▶ _TASK GOAL_
Among the lines of data below, reproduce only those from the one with "of the window" through the one with "the white cloud?", exactly as they stand, both ends included.

[Referring expression data]

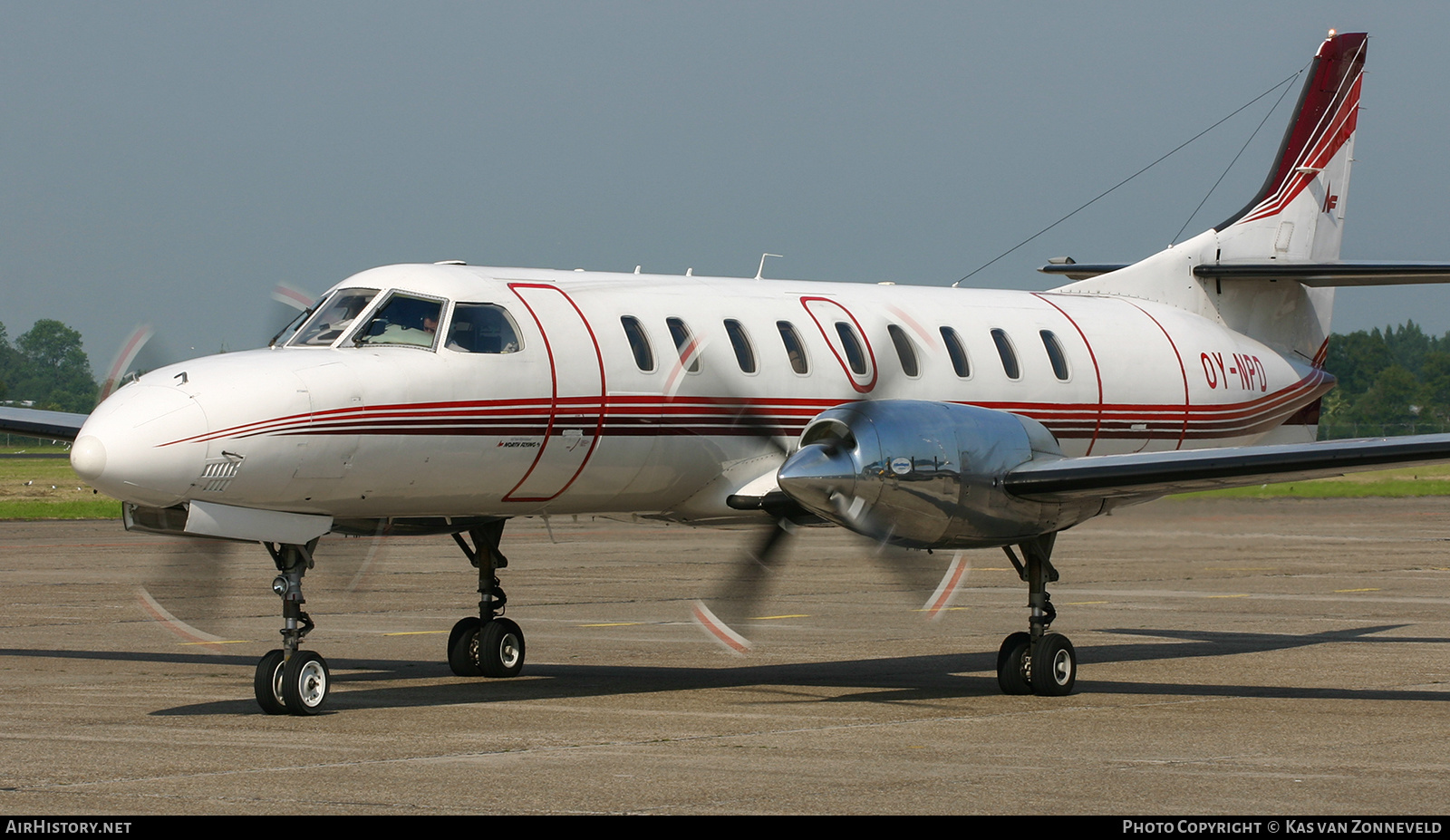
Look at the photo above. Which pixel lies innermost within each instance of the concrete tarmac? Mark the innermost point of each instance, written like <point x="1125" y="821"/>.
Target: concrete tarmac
<point x="1247" y="658"/>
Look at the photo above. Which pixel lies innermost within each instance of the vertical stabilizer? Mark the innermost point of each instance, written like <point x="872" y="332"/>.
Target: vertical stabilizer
<point x="1297" y="217"/>
<point x="1300" y="210"/>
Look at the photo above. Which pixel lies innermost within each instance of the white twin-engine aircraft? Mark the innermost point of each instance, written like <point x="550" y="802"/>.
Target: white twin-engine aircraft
<point x="450" y="398"/>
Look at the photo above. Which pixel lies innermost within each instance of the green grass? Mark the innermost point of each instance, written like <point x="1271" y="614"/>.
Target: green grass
<point x="48" y="489"/>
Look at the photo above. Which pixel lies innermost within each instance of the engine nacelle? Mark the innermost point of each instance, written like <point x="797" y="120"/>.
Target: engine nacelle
<point x="925" y="475"/>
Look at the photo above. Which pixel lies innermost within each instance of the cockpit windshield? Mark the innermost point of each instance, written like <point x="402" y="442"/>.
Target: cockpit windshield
<point x="333" y="318"/>
<point x="403" y="320"/>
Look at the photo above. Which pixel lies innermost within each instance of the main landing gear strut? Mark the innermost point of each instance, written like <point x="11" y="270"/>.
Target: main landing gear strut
<point x="1037" y="661"/>
<point x="488" y="644"/>
<point x="292" y="681"/>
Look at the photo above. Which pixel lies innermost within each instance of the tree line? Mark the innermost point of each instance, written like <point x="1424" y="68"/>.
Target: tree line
<point x="47" y="369"/>
<point x="1391" y="381"/>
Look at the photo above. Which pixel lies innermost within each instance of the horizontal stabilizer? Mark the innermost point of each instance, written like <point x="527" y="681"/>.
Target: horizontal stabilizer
<point x="1324" y="275"/>
<point x="1080" y="270"/>
<point x="1150" y="475"/>
<point x="41" y="424"/>
<point x="1316" y="275"/>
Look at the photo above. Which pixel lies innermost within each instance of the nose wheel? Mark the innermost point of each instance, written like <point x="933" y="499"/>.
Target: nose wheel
<point x="488" y="644"/>
<point x="292" y="681"/>
<point x="1037" y="661"/>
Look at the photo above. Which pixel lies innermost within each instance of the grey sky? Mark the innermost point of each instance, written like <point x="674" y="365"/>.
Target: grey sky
<point x="170" y="161"/>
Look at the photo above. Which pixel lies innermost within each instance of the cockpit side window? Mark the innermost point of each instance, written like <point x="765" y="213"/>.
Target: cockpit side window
<point x="483" y="328"/>
<point x="403" y="320"/>
<point x="333" y="318"/>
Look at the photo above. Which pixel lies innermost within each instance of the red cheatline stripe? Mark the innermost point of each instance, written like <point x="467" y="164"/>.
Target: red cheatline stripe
<point x="741" y="417"/>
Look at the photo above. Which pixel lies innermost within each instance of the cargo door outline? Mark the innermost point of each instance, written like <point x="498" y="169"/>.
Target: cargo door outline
<point x="573" y="412"/>
<point x="826" y="306"/>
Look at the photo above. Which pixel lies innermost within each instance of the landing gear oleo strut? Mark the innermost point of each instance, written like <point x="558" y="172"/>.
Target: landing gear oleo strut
<point x="488" y="644"/>
<point x="1037" y="661"/>
<point x="292" y="681"/>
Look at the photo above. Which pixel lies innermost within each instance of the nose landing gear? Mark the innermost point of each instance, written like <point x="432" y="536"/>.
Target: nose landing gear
<point x="488" y="644"/>
<point x="1037" y="661"/>
<point x="292" y="681"/>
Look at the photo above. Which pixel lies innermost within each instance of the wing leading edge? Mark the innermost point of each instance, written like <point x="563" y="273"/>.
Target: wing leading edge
<point x="1149" y="475"/>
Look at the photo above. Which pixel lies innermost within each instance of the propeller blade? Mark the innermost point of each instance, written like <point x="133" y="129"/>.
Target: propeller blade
<point x="740" y="598"/>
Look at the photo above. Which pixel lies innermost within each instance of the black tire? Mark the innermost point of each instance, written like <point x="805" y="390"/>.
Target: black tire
<point x="1055" y="666"/>
<point x="1014" y="665"/>
<point x="304" y="682"/>
<point x="463" y="659"/>
<point x="267" y="683"/>
<point x="500" y="649"/>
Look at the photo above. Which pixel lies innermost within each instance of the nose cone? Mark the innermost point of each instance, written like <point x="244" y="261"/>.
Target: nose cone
<point x="140" y="446"/>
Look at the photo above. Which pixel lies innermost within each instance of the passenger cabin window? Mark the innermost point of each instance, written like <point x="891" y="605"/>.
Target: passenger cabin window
<point x="1056" y="356"/>
<point x="855" y="356"/>
<point x="334" y="316"/>
<point x="482" y="328"/>
<point x="740" y="340"/>
<point x="959" y="354"/>
<point x="638" y="343"/>
<point x="685" y="343"/>
<point x="795" y="350"/>
<point x="905" y="350"/>
<point x="1008" y="354"/>
<point x="403" y="320"/>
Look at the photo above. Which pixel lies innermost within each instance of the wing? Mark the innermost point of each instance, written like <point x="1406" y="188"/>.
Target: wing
<point x="41" y="424"/>
<point x="1149" y="475"/>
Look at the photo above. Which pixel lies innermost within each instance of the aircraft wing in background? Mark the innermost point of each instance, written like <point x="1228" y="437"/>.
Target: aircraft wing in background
<point x="41" y="424"/>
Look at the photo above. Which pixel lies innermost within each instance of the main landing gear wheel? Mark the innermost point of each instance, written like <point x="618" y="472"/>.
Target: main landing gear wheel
<point x="463" y="647"/>
<point x="500" y="649"/>
<point x="304" y="682"/>
<point x="1014" y="665"/>
<point x="1055" y="665"/>
<point x="267" y="683"/>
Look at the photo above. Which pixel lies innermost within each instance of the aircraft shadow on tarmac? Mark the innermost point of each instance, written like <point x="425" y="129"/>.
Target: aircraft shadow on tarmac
<point x="911" y="680"/>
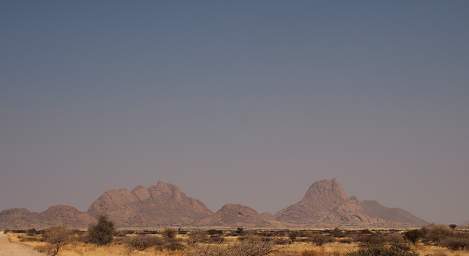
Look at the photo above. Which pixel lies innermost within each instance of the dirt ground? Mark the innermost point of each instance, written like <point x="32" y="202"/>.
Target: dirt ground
<point x="8" y="248"/>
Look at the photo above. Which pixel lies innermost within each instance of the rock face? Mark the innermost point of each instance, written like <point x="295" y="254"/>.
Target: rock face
<point x="326" y="204"/>
<point x="396" y="215"/>
<point x="160" y="204"/>
<point x="236" y="215"/>
<point x="59" y="215"/>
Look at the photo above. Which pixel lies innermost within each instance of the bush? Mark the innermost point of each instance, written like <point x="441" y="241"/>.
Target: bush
<point x="293" y="235"/>
<point x="102" y="233"/>
<point x="217" y="238"/>
<point x="56" y="238"/>
<point x="309" y="253"/>
<point x="383" y="251"/>
<point x="456" y="243"/>
<point x="320" y="240"/>
<point x="198" y="236"/>
<point x="169" y="233"/>
<point x="437" y="233"/>
<point x="248" y="247"/>
<point x="414" y="236"/>
<point x="143" y="242"/>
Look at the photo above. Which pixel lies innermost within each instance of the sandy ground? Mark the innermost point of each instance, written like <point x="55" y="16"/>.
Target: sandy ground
<point x="12" y="249"/>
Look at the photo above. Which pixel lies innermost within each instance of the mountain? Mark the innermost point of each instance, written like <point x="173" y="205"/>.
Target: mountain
<point x="236" y="215"/>
<point x="58" y="215"/>
<point x="325" y="204"/>
<point x="160" y="204"/>
<point x="396" y="215"/>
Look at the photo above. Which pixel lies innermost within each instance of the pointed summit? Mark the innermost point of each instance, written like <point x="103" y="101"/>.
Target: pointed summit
<point x="326" y="191"/>
<point x="325" y="203"/>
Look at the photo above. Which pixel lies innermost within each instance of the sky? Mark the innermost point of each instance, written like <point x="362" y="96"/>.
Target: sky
<point x="236" y="101"/>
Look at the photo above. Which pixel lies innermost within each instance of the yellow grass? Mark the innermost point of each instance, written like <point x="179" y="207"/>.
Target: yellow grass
<point x="81" y="249"/>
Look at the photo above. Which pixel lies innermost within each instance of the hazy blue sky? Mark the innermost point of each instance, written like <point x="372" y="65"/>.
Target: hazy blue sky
<point x="240" y="101"/>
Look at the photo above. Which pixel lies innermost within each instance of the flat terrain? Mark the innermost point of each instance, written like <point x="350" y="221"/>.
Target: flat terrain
<point x="8" y="248"/>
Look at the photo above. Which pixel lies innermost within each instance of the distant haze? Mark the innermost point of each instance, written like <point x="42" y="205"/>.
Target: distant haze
<point x="236" y="102"/>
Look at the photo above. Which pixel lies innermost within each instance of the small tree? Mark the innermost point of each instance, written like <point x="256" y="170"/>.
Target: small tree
<point x="414" y="236"/>
<point x="198" y="236"/>
<point x="102" y="233"/>
<point x="57" y="237"/>
<point x="169" y="233"/>
<point x="320" y="240"/>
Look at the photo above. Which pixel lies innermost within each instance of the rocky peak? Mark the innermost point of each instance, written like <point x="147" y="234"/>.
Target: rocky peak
<point x="238" y="209"/>
<point x="328" y="193"/>
<point x="164" y="190"/>
<point x="141" y="193"/>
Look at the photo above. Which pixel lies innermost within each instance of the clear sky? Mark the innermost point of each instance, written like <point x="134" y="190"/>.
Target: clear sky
<point x="240" y="101"/>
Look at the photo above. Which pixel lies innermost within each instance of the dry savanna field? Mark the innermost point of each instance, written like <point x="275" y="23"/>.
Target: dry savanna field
<point x="429" y="241"/>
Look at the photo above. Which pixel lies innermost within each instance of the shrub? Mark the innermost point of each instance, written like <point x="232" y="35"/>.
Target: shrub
<point x="215" y="232"/>
<point x="337" y="233"/>
<point x="32" y="232"/>
<point x="293" y="235"/>
<point x="240" y="231"/>
<point x="414" y="236"/>
<point x="217" y="238"/>
<point x="436" y="233"/>
<point x="371" y="239"/>
<point x="320" y="240"/>
<point x="143" y="242"/>
<point x="383" y="251"/>
<point x="102" y="233"/>
<point x="456" y="243"/>
<point x="309" y="253"/>
<point x="251" y="247"/>
<point x="169" y="233"/>
<point x="56" y="238"/>
<point x="198" y="236"/>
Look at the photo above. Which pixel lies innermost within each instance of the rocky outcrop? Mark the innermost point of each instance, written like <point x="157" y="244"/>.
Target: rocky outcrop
<point x="395" y="215"/>
<point x="160" y="204"/>
<point x="326" y="204"/>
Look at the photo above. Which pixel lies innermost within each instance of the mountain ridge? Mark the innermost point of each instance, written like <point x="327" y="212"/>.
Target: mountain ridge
<point x="325" y="204"/>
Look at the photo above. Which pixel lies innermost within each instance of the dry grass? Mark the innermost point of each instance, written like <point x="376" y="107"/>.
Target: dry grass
<point x="295" y="249"/>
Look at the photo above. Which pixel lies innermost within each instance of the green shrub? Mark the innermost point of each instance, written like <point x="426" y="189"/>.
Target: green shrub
<point x="143" y="242"/>
<point x="56" y="238"/>
<point x="437" y="233"/>
<point x="198" y="236"/>
<point x="383" y="251"/>
<point x="102" y="233"/>
<point x="456" y="243"/>
<point x="414" y="236"/>
<point x="169" y="233"/>
<point x="320" y="240"/>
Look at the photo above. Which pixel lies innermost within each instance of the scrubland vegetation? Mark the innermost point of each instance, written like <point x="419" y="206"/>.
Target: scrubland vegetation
<point x="103" y="239"/>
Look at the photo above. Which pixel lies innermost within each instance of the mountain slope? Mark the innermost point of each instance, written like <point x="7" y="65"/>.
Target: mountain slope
<point x="160" y="204"/>
<point x="325" y="203"/>
<point x="396" y="215"/>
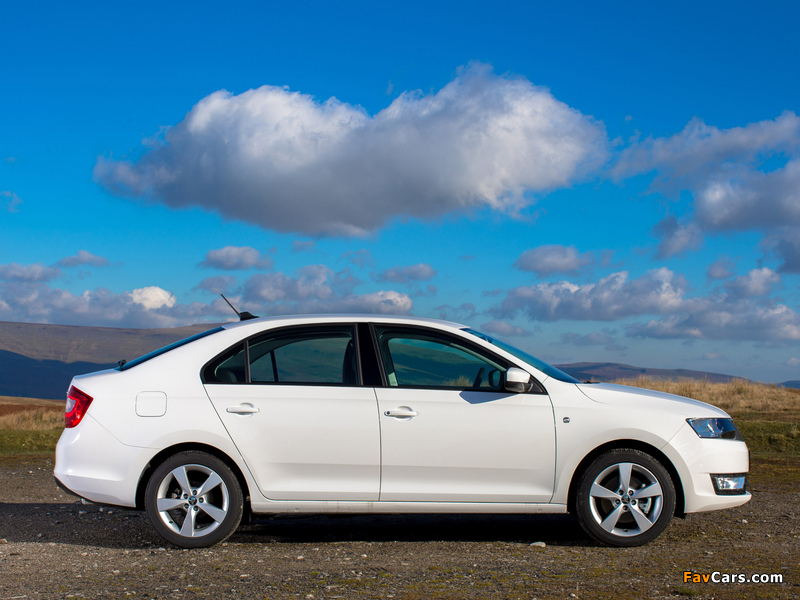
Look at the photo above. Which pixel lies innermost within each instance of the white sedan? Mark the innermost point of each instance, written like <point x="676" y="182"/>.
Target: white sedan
<point x="372" y="414"/>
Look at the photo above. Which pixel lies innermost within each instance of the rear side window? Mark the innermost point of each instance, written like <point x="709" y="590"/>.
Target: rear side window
<point x="137" y="361"/>
<point x="318" y="355"/>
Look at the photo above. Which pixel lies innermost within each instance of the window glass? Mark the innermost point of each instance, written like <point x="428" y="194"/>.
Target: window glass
<point x="137" y="361"/>
<point x="422" y="359"/>
<point x="229" y="368"/>
<point x="544" y="367"/>
<point x="304" y="356"/>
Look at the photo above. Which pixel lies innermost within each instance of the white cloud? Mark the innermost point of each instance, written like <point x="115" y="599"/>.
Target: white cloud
<point x="303" y="246"/>
<point x="218" y="284"/>
<point x="614" y="297"/>
<point x="595" y="338"/>
<point x="718" y="319"/>
<point x="286" y="162"/>
<point x="758" y="282"/>
<point x="744" y="313"/>
<point x="786" y="243"/>
<point x="418" y="272"/>
<point x="236" y="258"/>
<point x="677" y="238"/>
<point x="741" y="179"/>
<point x="360" y="258"/>
<point x="701" y="149"/>
<point x="28" y="273"/>
<point x="39" y="303"/>
<point x="317" y="289"/>
<point x="152" y="297"/>
<point x="83" y="257"/>
<point x="546" y="260"/>
<point x="503" y="329"/>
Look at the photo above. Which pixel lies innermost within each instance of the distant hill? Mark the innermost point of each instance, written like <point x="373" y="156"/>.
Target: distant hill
<point x="40" y="360"/>
<point x="604" y="372"/>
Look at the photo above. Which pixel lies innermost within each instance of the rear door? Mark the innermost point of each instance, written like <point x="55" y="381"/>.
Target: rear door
<point x="292" y="402"/>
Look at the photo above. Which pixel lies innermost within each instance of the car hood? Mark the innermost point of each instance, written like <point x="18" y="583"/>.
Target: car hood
<point x="623" y="395"/>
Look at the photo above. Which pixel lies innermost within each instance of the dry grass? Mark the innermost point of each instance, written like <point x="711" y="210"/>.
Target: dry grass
<point x="738" y="396"/>
<point x="36" y="419"/>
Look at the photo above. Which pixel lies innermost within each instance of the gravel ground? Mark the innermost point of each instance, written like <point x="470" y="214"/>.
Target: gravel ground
<point x="54" y="547"/>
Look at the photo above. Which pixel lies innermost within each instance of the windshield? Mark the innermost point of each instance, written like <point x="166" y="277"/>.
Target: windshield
<point x="137" y="361"/>
<point x="542" y="366"/>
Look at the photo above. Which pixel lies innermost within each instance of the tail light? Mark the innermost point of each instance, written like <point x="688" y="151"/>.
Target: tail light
<point x="77" y="404"/>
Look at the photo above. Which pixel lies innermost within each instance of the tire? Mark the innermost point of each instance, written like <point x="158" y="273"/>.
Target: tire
<point x="625" y="498"/>
<point x="194" y="500"/>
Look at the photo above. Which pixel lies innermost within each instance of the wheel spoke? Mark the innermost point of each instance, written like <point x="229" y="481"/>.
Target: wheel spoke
<point x="625" y="476"/>
<point x="611" y="520"/>
<point x="165" y="504"/>
<point x="187" y="529"/>
<point x="598" y="491"/>
<point x="182" y="478"/>
<point x="212" y="511"/>
<point x="209" y="484"/>
<point x="641" y="519"/>
<point x="654" y="489"/>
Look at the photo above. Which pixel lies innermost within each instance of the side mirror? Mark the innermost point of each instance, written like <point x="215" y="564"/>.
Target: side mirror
<point x="517" y="381"/>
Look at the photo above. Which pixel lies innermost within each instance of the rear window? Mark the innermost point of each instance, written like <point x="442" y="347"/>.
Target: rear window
<point x="165" y="349"/>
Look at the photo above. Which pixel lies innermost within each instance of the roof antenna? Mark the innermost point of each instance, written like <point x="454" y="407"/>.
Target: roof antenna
<point x="243" y="316"/>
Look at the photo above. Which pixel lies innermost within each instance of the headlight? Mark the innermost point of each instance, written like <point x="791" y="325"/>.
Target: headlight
<point x="715" y="428"/>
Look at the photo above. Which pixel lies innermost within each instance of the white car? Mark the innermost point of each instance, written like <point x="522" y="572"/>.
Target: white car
<point x="373" y="414"/>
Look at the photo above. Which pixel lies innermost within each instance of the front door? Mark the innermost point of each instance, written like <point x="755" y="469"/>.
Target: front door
<point x="292" y="404"/>
<point x="450" y="433"/>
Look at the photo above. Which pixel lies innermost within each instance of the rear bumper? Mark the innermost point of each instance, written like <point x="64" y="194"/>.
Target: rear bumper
<point x="93" y="464"/>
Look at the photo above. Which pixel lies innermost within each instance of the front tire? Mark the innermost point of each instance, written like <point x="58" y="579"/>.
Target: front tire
<point x="625" y="498"/>
<point x="194" y="500"/>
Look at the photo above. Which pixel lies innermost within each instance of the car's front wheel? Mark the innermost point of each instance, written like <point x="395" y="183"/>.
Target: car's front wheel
<point x="194" y="500"/>
<point x="625" y="498"/>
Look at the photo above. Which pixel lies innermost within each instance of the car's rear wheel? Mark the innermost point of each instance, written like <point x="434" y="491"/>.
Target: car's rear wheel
<point x="625" y="498"/>
<point x="194" y="500"/>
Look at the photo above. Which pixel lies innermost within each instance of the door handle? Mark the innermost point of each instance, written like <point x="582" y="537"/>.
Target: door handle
<point x="243" y="409"/>
<point x="401" y="412"/>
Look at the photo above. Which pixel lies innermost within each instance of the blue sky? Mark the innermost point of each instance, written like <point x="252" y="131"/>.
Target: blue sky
<point x="590" y="181"/>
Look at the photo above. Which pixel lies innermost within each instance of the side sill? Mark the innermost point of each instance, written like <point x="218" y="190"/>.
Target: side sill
<point x="488" y="508"/>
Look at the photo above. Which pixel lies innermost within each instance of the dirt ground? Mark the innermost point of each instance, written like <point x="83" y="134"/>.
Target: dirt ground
<point x="52" y="546"/>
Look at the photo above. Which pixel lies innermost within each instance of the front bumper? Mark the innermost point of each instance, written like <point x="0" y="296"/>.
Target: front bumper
<point x="698" y="459"/>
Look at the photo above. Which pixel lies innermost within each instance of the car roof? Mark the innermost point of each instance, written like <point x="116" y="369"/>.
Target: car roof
<point x="343" y="318"/>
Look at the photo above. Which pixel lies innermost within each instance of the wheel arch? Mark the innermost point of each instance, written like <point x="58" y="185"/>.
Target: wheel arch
<point x="680" y="502"/>
<point x="164" y="454"/>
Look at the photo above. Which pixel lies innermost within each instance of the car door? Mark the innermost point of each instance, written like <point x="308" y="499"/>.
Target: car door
<point x="450" y="433"/>
<point x="292" y="402"/>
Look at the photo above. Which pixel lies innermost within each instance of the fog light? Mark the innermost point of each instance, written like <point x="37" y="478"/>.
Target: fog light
<point x="731" y="484"/>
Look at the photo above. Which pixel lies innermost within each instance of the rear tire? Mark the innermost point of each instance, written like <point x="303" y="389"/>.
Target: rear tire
<point x="194" y="500"/>
<point x="625" y="498"/>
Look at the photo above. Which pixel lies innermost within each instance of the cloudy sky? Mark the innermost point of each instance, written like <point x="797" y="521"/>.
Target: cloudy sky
<point x="590" y="181"/>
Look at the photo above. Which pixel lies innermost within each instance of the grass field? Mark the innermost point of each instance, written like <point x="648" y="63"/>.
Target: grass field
<point x="29" y="425"/>
<point x="768" y="416"/>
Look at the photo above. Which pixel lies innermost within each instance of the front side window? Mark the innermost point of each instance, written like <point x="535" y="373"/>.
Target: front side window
<point x="419" y="358"/>
<point x="319" y="355"/>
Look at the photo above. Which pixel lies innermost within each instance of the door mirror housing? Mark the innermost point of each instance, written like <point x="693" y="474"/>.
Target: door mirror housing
<point x="517" y="381"/>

▶ _RESPONSE TO THIS TASK_
Look at the photo above. Which pixel lies innermost within each instance of the window glass? Mark the innermost point of each instance, written like <point x="428" y="194"/>.
Target: window glass
<point x="137" y="361"/>
<point x="422" y="359"/>
<point x="229" y="368"/>
<point x="544" y="367"/>
<point x="304" y="356"/>
Look at the photo above. Which pixel lies innermost within each instance of the white cloud? Mark the innermost point of each instance, written like <point x="115" y="599"/>.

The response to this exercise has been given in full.